**Work to complete**:
a) Reproduce the passage about rural neighborliness word for word, starting at the words "The people here" and stopping after "source of heating.".
b) Pick up the piece about neighbors in rural Modoc right after its last sentence and keep writing it.

**Selected excerpt**:
+---+

The spirit of barn-raising lives on in rural America, not just in spring mornings of collaborative calf-branding and collective autumnal roundups, but in countless acts of neighborliness. These habits of the heart, the landscape, and American farm folk’s positively joyful stoicism are what drew me to live in Modoc--a spine-stiffening change from sitting in San Francisco or Palo Alto coffee-shops, indulging in doleful discussions with fellow-writers about the trials of the freelance life.

The people here know that they can be vital to each other’s survival. They cherish each other. Without being asked, rancher neighbors have yanked my truck out of snow banks and brought me Christmas gifts of wood for the stove that was, in some financially desperate years, my only source of heating.

+---+

**Supplied records**:
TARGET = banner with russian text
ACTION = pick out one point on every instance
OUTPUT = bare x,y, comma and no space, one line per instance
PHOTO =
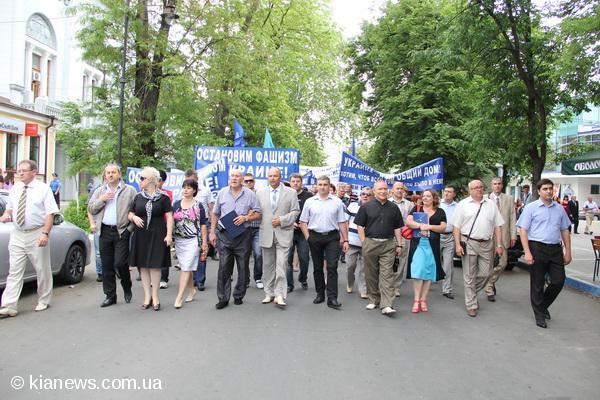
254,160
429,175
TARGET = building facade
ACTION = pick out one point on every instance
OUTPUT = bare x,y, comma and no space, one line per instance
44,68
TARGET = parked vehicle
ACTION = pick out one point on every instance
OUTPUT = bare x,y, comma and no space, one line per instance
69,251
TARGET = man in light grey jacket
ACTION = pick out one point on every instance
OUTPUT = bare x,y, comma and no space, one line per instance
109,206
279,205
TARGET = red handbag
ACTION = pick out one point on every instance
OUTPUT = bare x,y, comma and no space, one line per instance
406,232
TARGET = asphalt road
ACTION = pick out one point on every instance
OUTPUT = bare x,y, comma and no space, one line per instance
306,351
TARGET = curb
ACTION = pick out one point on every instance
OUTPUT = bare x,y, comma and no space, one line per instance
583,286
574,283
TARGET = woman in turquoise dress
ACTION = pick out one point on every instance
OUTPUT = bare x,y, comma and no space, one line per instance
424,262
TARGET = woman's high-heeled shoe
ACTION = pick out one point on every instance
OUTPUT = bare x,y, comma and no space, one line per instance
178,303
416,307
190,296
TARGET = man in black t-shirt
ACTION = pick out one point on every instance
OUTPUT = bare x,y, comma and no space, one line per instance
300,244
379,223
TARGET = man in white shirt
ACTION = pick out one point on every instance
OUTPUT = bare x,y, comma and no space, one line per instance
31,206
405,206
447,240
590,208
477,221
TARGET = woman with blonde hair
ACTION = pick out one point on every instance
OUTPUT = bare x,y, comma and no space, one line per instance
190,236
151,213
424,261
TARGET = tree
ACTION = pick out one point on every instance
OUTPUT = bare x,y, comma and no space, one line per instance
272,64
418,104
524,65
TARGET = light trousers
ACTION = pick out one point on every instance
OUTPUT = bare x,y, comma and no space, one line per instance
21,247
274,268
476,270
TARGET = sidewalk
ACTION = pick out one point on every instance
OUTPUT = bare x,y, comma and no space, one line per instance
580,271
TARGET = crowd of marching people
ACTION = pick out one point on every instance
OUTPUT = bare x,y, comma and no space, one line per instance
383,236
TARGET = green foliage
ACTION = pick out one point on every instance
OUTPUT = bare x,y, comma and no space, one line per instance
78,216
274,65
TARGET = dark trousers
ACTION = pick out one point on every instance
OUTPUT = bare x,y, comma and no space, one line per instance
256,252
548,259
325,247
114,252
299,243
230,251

+---+

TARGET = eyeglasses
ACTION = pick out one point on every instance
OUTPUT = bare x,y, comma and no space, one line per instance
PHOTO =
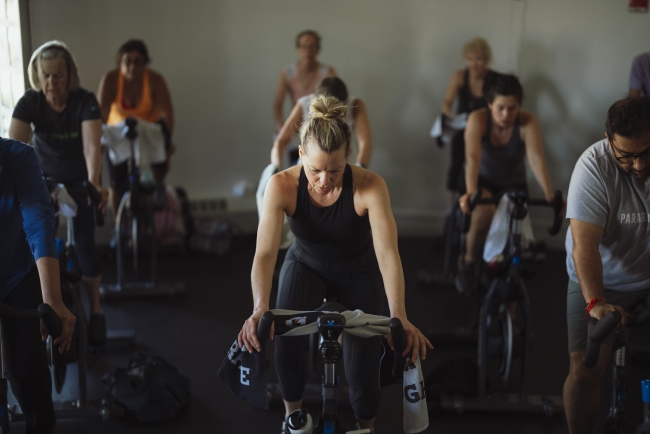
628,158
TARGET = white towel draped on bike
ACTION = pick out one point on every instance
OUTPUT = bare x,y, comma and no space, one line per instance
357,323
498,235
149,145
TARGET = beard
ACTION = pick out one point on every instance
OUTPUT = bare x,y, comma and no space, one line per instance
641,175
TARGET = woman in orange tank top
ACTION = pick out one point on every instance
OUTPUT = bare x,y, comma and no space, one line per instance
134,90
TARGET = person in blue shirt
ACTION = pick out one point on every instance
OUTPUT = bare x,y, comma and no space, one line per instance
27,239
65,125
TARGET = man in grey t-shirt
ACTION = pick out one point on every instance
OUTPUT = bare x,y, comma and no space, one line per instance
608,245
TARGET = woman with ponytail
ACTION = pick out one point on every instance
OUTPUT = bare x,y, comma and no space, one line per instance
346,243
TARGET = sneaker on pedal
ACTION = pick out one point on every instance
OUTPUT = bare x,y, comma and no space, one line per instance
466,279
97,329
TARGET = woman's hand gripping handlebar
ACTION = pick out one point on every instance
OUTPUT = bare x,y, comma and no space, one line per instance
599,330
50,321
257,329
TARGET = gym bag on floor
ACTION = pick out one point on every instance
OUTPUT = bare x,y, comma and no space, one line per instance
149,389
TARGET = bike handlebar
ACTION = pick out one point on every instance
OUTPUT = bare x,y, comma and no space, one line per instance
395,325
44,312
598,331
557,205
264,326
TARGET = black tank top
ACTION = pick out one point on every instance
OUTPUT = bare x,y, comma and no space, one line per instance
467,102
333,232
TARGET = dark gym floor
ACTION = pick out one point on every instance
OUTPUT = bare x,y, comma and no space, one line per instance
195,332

+---+

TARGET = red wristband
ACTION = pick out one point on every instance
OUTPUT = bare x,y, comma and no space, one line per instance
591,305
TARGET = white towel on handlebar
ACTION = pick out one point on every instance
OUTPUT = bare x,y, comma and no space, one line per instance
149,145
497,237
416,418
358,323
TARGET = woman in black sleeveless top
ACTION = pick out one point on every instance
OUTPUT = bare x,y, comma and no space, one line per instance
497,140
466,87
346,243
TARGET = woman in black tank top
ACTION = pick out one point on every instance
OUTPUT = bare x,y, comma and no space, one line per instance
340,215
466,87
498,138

+---+

**Task-by-task answers**:
a)
The people here know that they can be vital to each other’s survival. They cherish each other. Without being asked, rancher neighbors have yanked my truck out of snow banks and brought me Christmas gifts of wood for the stove that was, in some financially desperate years, my only source of heating.

b)
But there is no room for such acts of altruism in city dwellers’ unfriendly view of farmers. A recent article in a San Francisco newspaper dug into the troubled emotional history of a lawyer imprisoned after a dog in his care fatally mauled a neighbor. Describing the man’s college career, the reporter noted that relatives said he cut classes to hide in his dorm, ashamed of having been “a bit of a country bumpkin from his days on the tobacco farm.”

That someone should feel like an outcast just because of a rural interlude in his life apparently needs no explanation. It elicits no surprise. It fits urbanites’ prejudices perfectly.